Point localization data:
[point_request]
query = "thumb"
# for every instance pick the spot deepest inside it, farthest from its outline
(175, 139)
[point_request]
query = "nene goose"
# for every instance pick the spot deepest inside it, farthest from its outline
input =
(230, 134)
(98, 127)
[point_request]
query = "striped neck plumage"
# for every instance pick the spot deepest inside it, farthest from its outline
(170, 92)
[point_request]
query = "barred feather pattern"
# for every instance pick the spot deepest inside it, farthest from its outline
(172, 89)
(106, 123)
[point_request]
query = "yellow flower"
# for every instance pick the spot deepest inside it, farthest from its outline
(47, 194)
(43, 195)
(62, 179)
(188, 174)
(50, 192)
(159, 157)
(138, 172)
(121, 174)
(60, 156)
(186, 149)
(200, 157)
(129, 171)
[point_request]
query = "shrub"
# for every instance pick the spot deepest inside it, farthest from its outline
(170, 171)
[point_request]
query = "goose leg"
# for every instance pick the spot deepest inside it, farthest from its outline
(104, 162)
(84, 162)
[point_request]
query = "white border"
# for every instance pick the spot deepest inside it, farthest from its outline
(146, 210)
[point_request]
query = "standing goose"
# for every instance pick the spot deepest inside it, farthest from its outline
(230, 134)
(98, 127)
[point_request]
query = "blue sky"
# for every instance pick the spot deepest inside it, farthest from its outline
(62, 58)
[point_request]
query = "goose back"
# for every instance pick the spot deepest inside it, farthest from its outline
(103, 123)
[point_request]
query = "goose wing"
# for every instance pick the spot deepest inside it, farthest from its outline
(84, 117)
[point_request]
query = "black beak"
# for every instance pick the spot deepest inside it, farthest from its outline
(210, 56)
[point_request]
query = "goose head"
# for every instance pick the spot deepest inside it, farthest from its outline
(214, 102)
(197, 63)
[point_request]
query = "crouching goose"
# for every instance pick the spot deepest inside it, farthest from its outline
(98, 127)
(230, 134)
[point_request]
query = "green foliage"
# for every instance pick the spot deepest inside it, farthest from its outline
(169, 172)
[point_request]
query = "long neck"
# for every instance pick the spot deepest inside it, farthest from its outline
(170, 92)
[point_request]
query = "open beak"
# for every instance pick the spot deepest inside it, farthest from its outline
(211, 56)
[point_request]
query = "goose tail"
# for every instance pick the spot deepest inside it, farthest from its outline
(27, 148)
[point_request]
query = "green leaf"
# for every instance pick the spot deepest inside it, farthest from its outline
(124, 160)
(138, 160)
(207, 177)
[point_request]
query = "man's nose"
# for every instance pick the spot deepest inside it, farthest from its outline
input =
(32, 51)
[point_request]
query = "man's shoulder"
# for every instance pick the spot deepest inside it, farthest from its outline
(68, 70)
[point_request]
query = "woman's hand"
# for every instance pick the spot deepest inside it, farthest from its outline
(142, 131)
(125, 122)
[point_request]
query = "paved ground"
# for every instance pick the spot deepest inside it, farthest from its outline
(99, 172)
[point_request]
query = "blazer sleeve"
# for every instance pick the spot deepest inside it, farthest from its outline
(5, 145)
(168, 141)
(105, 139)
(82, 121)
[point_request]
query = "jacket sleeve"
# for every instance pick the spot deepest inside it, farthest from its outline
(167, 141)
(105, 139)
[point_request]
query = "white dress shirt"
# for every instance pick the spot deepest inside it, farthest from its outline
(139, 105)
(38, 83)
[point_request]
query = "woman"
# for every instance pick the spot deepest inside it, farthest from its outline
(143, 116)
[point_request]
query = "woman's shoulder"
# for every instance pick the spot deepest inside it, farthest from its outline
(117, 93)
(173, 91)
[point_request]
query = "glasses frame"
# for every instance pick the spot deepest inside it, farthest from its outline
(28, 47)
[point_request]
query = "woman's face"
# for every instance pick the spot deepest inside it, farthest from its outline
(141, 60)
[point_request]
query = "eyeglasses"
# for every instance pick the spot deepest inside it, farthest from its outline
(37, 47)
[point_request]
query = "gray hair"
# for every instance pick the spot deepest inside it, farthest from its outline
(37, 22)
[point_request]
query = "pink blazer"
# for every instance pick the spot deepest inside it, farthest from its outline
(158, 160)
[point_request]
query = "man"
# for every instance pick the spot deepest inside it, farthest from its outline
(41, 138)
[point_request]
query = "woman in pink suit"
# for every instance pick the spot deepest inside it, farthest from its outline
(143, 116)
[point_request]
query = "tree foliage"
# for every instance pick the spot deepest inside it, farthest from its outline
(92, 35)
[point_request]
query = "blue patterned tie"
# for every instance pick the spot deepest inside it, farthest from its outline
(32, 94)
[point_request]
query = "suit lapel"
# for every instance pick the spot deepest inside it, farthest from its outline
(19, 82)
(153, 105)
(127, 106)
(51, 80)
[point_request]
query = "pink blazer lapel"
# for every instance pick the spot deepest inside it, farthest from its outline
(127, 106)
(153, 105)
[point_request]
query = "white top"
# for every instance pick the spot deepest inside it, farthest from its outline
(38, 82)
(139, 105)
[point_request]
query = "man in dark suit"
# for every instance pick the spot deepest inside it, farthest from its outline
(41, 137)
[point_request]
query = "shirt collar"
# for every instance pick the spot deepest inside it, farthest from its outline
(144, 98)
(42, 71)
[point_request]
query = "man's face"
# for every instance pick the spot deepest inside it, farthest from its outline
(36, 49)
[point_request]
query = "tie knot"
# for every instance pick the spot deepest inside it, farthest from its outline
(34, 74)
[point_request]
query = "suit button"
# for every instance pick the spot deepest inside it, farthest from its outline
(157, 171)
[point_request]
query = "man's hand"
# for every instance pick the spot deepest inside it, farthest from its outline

* **WHAT THE EXERCISE ASKS**
Task for the records above: copy every line in which the word "suit" occurs.

* **EXERCISE RESPONSE**
query = "woman in pink suit"
query = "suit lapel"
query = "man in dark suit"
query = "suit button"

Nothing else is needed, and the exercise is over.